* **SOURCE EXCERPT**
Exhibit 10.2
SUBSIDIARY GUARANTEE
SUBSIDIARY
GUARANTEE, dated as of October 8, 2009 (this “
Guarantee ”), made by each of the signatories hereto
(together with any other entity that may become a party hereto as
provided herein, the “ Guarantors ”), in favor
of the purchasers signatory (the “ Purchasers ”
or the “ Secured Parties ”) to that certain Line
of Credit Agreement, dated as of the date hereof, between ICP Solar
Technologies, Inc., a Nevada corporation (the “
Company ”) and the Purchasers.
W I T N E S S E T H:
WHEREAS, pursuant
to that certain Line of Credit Agreement, dated as of the date
hereof, by and between the Company and the Purchasers (the “
Purchase Agreement ”), the Company has agreed to sell
and issue to the Purchasers, and the Purchasers have agreed to
purchase from the Company the Company’s Grid Notes, due
October 1, 2010, and to be issued within six months from the date
of this Agreement in the original aggregate principal amount of up
to $888,000 (the “ Grid Notes ”), subject to the
terms and conditions set forth therein; and
WHEREAS, each Guarantor will
directly benefit from the extension of credit to the Company
represented by the issuance of the Grid Notes; and
NOW, THEREFORE, in consideration
of the premises and to induce the Purchasers to enter into the
Purchase Agreement and to carry out the transactions contemplated
thereby, each Guarantor hereby agrees with the Purchasers as
follows:
1.
Definitions
. Unless otherwise defined herein,
terms defined in the Purchase Agreement and used herein shall have
the meanings given to them in the Purchase Agreement. The words
“hereof,” “herein,” “hereto”
and “hereunder” and words of similar import when used
in this Guarantee shall refer to this Guarantee as a whole and not
to any particular provision of this Guarantee, and Section and
Schedule references are to this Guarantee unless otherwise
specified. The meanings given to terms defined herein shall be
equally applicable to both the singular and plural forms of such
terms. The following terms shall have the following
meanings:
“ Debtors
” means the Company and any Guarantor.
“
Guarantee ” means this Subsidiary Guarantee, as the
same may be amended, supplemented or otherwise modified from time
to time.

* **WRITTEN PROBLEM A**
Render this sentence from the subsidiary guarantee into Spanish: "The meanings given to terms defined herein shall be equally applicable to both the singular and plural forms of such terms."
The subsidiary guarantee and the listing are separate, unrelated material.

* **Source data**
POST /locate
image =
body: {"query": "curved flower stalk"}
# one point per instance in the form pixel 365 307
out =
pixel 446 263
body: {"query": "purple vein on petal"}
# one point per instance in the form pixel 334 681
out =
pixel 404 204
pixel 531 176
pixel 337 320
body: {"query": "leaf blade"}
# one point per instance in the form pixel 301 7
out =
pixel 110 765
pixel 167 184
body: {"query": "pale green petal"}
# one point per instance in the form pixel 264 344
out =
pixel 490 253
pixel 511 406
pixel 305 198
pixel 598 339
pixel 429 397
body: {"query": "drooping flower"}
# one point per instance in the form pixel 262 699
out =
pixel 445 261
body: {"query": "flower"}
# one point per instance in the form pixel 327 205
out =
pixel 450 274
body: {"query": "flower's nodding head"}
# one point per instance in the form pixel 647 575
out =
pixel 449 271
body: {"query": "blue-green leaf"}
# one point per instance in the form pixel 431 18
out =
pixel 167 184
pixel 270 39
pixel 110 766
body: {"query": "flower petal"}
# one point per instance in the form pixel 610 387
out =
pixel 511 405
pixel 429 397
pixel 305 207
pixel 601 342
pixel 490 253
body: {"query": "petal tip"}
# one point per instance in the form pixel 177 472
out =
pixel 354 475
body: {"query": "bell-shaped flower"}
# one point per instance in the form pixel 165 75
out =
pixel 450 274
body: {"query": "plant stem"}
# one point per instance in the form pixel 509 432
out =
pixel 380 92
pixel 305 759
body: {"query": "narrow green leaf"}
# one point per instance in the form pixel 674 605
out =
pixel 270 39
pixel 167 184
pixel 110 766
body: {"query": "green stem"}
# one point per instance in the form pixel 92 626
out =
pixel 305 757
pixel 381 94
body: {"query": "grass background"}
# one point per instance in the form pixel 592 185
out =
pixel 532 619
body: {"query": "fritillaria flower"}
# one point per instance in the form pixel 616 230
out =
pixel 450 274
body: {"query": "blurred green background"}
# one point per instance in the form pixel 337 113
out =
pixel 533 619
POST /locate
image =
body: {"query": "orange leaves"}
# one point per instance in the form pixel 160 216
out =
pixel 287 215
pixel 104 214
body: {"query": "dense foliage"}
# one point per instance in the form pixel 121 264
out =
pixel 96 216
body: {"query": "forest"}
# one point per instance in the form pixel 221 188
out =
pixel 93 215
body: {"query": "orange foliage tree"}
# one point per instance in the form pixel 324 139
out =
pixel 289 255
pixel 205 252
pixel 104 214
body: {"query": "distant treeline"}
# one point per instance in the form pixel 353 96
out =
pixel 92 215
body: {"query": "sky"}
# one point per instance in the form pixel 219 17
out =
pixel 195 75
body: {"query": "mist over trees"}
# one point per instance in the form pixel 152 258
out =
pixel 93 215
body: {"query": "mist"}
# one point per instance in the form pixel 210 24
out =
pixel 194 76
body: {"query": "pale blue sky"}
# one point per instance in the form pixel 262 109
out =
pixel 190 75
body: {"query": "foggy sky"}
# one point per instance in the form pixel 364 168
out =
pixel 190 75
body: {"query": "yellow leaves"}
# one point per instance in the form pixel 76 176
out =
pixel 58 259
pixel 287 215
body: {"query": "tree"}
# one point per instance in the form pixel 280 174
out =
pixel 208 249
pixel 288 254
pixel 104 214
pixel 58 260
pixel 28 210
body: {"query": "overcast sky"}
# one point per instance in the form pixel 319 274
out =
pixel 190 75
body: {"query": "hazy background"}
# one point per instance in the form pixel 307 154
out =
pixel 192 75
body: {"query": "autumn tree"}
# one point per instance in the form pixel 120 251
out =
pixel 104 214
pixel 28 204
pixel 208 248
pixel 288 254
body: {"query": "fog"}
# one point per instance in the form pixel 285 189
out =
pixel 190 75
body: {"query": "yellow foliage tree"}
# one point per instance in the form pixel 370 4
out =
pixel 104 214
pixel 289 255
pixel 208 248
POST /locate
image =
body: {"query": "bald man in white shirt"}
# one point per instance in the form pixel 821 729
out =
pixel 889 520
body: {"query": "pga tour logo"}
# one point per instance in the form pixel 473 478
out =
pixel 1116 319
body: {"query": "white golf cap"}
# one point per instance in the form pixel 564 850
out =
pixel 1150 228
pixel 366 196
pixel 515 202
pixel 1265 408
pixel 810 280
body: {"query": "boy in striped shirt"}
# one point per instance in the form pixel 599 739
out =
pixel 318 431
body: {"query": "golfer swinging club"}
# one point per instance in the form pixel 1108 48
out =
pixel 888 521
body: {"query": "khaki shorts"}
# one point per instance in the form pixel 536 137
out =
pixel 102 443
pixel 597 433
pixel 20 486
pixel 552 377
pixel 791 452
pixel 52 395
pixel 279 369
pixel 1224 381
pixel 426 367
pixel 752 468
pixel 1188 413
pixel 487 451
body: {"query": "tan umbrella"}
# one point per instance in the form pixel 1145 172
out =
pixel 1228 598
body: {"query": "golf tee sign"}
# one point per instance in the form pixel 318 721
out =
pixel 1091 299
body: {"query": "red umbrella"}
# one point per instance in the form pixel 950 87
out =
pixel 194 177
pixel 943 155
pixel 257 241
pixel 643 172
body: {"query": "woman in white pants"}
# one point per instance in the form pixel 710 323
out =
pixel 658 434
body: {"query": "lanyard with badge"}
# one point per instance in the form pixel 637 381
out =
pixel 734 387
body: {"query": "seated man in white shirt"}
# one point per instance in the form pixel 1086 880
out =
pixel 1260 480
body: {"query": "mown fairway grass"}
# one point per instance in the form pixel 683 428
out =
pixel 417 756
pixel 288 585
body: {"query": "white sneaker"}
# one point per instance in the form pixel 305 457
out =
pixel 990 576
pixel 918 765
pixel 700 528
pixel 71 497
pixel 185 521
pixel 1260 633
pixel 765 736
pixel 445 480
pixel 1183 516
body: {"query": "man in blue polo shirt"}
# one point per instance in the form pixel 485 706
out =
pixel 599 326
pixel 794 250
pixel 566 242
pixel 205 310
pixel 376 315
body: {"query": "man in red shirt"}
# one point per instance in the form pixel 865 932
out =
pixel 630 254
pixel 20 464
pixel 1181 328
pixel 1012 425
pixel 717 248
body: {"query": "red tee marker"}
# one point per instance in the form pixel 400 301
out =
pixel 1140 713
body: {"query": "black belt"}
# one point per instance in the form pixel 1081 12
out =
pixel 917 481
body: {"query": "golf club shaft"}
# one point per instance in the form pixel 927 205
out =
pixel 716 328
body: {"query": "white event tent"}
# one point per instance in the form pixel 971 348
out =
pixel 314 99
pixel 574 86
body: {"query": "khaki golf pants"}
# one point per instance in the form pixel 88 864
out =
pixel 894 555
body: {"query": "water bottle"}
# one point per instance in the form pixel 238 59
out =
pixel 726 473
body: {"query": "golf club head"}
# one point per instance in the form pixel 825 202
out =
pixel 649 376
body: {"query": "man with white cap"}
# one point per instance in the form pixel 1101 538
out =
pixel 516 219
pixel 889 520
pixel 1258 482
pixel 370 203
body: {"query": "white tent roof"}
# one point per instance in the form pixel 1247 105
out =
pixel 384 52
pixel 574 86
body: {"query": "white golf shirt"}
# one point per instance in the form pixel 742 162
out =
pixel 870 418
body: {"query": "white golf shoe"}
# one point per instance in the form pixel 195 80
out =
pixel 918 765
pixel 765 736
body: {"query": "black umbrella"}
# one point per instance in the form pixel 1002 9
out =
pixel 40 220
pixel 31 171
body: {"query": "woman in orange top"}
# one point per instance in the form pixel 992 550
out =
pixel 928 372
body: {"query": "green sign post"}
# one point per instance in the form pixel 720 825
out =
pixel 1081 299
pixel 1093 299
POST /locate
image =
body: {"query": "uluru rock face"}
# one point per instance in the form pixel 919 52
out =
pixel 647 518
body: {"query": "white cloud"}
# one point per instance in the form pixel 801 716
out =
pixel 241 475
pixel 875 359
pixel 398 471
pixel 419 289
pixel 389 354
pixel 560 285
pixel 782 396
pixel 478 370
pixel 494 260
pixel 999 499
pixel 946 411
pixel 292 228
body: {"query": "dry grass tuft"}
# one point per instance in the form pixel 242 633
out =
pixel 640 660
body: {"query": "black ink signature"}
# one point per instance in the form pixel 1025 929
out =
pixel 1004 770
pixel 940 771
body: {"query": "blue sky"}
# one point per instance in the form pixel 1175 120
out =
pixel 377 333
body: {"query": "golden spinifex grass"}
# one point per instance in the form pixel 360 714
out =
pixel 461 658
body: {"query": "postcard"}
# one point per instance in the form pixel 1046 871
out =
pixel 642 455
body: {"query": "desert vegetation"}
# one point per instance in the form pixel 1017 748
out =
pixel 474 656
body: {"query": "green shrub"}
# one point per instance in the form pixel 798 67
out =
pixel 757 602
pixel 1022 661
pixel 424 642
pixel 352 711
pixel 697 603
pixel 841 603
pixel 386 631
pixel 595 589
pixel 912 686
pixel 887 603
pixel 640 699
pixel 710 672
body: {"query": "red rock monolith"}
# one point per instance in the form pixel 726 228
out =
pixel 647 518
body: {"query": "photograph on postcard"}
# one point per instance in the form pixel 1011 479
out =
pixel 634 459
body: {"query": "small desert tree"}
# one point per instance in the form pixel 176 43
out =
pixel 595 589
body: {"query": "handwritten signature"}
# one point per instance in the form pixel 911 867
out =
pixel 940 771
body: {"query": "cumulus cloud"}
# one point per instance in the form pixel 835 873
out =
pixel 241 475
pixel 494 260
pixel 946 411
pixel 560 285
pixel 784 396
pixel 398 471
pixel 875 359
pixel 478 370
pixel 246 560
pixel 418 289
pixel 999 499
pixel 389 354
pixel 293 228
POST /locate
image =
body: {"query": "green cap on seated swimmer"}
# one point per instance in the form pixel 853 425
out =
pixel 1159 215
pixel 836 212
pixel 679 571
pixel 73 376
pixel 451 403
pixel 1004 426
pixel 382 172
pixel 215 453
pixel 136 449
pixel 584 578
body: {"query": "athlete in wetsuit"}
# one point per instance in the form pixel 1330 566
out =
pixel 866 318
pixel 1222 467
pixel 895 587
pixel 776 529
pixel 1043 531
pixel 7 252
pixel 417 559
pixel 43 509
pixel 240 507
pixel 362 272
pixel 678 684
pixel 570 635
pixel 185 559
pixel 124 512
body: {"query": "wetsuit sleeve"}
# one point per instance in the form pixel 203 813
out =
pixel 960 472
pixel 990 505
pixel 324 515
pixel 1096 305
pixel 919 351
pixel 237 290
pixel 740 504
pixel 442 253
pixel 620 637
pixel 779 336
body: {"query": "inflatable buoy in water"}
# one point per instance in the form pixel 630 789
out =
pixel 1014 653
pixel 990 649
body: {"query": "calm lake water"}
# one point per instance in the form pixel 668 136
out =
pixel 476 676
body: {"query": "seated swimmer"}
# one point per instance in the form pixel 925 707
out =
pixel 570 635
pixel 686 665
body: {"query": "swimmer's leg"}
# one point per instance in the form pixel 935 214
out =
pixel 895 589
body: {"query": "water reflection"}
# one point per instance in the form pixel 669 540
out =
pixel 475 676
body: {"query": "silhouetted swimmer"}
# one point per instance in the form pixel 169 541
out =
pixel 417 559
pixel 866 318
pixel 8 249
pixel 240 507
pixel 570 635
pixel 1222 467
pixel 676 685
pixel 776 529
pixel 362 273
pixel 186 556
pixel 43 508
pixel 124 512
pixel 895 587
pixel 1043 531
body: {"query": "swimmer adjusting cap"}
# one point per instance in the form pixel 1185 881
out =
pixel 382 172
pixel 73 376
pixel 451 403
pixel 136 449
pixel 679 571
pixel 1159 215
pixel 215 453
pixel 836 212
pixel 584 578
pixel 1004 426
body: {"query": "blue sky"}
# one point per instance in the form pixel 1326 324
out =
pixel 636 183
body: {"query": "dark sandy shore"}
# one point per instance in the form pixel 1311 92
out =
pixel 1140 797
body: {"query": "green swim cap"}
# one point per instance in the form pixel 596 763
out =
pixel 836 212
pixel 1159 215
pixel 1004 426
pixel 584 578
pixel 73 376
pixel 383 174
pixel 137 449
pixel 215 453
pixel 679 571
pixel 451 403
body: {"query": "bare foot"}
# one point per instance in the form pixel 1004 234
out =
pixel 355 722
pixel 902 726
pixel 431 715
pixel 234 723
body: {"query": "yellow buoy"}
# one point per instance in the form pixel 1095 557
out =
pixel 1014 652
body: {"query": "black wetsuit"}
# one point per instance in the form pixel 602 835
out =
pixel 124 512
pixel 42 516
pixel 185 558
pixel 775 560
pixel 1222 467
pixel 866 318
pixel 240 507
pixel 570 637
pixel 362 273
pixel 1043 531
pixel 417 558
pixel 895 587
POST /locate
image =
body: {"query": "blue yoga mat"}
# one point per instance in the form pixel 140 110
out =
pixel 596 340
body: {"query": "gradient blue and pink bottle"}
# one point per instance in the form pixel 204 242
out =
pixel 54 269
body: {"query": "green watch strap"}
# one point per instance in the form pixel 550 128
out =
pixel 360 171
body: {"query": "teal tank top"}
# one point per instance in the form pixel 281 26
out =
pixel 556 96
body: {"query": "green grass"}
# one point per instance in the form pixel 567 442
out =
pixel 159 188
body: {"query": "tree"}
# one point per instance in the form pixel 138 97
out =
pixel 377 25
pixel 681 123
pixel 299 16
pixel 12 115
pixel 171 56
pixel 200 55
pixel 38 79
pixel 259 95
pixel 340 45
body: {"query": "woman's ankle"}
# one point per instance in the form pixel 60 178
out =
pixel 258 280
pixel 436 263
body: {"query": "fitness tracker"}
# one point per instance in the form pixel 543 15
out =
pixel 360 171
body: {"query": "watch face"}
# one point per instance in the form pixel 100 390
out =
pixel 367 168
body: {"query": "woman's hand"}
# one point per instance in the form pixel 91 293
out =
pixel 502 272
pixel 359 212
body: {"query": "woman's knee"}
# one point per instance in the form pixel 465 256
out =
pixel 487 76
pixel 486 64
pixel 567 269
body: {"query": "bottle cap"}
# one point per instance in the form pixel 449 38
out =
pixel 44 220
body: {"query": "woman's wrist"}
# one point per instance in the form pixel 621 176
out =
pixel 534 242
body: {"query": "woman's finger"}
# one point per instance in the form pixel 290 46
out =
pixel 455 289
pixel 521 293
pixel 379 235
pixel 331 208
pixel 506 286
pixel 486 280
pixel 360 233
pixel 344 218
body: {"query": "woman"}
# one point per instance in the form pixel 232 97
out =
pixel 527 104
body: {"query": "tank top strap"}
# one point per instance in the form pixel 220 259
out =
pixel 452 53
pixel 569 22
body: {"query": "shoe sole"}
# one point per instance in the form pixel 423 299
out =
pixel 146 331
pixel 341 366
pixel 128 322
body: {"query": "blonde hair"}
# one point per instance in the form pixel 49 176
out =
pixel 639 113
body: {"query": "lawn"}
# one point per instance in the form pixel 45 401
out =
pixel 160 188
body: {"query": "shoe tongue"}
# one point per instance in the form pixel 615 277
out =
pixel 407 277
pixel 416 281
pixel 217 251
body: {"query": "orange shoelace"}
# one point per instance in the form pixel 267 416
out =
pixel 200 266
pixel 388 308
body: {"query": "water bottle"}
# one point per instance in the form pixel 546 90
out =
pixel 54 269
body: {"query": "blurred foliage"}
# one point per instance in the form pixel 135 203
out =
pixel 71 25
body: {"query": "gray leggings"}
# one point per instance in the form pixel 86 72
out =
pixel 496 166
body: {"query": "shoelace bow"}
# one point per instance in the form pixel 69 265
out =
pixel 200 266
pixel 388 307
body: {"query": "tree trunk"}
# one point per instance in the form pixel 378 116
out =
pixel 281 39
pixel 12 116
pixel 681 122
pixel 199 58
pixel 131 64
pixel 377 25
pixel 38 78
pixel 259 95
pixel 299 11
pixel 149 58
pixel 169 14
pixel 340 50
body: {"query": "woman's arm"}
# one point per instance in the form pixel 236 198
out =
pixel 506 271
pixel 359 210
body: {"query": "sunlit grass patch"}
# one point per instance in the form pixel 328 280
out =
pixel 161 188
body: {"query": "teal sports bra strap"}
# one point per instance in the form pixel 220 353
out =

* **WRITTEN PROBLEM B**
Turn the lines of the listing into a numbered list, starting with its first line and going on through the line containing "pixel 445 261", and leave out any blank lines.

* **EXERCISE ANSWER A**
Los significados atribuidos a los términos definidos en el presente documento serán igualmente aplicables tanto a las formas en singular como en plural de dichos términos.

* **EXERCISE ANSWER B**
1. POST /locate
2. image =
3. body: {"query": "curved flower stalk"}
4. # one point per instance in the form pixel 365 307
5. out =
6. pixel 446 263
7. body: {"query": "purple vein on petal"}
8. # one point per instance in the form pixel 334 681
9. out =
10. pixel 404 204
11. pixel 531 176
12. pixel 337 320
13. body: {"query": "leaf blade"}
14. # one point per instance in the form pixel 301 7
15. out =
16. pixel 110 765
17. pixel 167 184
18. body: {"query": "pale green petal"}
19. # one point per instance in the form pixel 264 344
20. out =
21. pixel 490 253
22. pixel 511 406
23. pixel 305 198
24. pixel 598 339
25. pixel 429 397
26. body: {"query": "drooping flower"}
27. # one point per instance in the form pixel 262 699
28. out =
29. pixel 445 261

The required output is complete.